* [YOUR OBJECTIVE]
Every record needs to be repeated exactly; its pictures do not.

* [INFORMATION SUPPLIED]
---*---

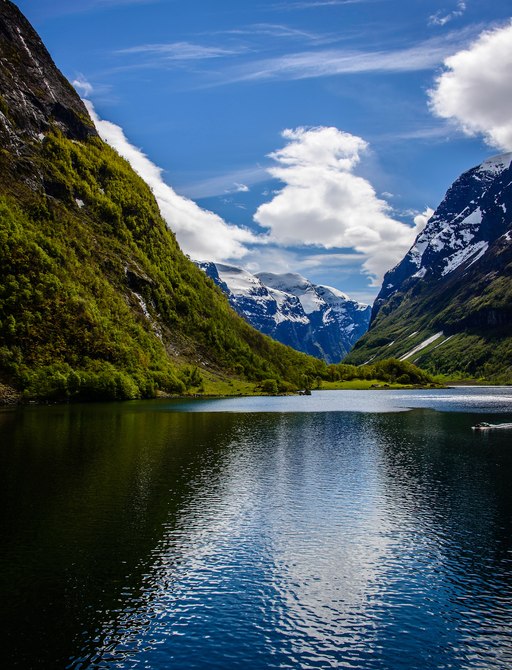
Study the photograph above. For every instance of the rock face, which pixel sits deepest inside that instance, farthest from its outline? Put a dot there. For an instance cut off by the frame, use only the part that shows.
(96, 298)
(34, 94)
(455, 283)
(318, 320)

---*---

* [ANSWER SECTION]
Study the photograph above. For every instance of the rock face, which pixel sits deepest inside that instance, farthest from its outline? Put a dot there. For an instance cut off by the frame, use only the part that shows.
(96, 298)
(34, 94)
(455, 283)
(318, 320)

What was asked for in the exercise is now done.